Ponte colorado… y vencerás
Los objetos rojos –como lo son tantos coches deportivos, por ejemplo– parecen asimilar los atributos tradicionalmente asociados a ese color: la fuerza, la energía y la belicosidad. Tal vez por eso los deportistas rinden más físicamente si visten de encarnado, como si usaran la capa de Superman. Los investigadores Morton Walker y Gerald y Faber Birren lo explican porque la simple presencia del rojo aumentaría los niveles de adrenalina y la tensión arterial.
Una investigación de los antropólogos evolutivos Russell Hill y Robert Barton, de la Universidad de Durham, en el Reino Unido, confirmó la importancia del factor cromático en los resultados de las competiciones deportivas. Concretamente, Hill y Barton analizaron las estadísticas en las pruebas de taekwondo, boxeo, lucha grecorromana y lucha libre celebradas durante los Juegos Olímpicos de Atenas 2004 para comprobar que, cuando los combates estaban igualados, la balanza tenía tendencia a inclinarse a favor del contendiente que salía de rojo el 61 % de las ocasiones.

**Objetivo de la tarea:**
Retoma el texto sobre el color rojo y el rendimiento deportivo y continúalo a partir de su última oración. Los registros no intervienen en esto.

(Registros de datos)
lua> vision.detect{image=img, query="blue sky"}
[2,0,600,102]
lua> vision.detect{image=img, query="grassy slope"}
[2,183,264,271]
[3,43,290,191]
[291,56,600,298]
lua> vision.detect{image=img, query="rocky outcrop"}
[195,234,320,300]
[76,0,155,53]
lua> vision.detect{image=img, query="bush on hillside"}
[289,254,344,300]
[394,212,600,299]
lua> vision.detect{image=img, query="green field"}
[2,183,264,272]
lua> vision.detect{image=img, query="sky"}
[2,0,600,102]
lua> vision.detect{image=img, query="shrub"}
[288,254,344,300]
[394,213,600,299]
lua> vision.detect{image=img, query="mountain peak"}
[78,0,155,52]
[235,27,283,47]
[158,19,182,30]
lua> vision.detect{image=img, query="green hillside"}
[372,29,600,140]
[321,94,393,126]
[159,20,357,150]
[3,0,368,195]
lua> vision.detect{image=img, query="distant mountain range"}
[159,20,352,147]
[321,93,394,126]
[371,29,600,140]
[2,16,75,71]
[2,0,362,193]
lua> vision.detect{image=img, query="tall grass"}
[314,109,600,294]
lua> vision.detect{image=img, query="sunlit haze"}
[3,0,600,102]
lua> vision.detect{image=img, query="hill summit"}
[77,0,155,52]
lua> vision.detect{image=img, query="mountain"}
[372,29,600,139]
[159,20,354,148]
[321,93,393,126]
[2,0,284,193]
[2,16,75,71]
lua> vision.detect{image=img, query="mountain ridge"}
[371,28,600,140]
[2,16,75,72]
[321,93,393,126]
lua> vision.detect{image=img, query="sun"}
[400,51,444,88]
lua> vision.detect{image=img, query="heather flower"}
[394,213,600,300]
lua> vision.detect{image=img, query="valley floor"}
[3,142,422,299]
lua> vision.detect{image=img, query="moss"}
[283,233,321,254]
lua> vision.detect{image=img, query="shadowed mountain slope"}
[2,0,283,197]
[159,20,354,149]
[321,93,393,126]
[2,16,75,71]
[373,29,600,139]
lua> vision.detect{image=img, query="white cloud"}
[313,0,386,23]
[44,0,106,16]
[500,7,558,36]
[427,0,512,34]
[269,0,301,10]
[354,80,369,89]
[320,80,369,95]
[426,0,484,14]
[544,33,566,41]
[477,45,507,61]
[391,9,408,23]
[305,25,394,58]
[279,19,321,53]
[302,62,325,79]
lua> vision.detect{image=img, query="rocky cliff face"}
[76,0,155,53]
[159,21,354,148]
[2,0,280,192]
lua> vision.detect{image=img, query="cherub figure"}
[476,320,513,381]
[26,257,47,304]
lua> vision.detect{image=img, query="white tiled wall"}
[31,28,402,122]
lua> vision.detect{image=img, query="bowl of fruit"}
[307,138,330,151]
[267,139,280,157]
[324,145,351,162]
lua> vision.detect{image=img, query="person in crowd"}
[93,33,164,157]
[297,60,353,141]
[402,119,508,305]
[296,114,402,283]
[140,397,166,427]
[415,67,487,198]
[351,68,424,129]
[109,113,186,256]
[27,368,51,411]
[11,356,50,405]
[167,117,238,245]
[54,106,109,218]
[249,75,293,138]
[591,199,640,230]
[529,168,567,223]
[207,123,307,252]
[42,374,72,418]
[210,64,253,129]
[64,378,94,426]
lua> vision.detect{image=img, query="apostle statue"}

**Resultado de la tarea:**
Hill y Barton lo achacaron a la actitud más agresiva de los luchadores, pero un estudio posterior realizado por científicos alemanes de la Universidad de Münster apunta que, en realidad, el color comprometía la neutralidad de los árbitros. Su experimento consistió en cambiar digitalmente la equipación en los vídeos que enseñaron a jueces deportivos.
Además, el rojo puede originar tal sensación de urgencia que haga rascarnos el bolsillo con más alegría. De acuerdo con una investigación del psicólogo Robert Cialdini, de la Universidad del Estado de Arizona, las huchas rojas de las ONG son un 200 % más eficaces a la hora de recolectar dinero.
Y Eva Heller, autora del libro Psicología del color, está convencida de que el cromatismo cambia incluso nuestra percepción física de las cosas. Por eso, en general, una caja negra nos parece más pesada que otra blanca, aunque ambas sean iguales.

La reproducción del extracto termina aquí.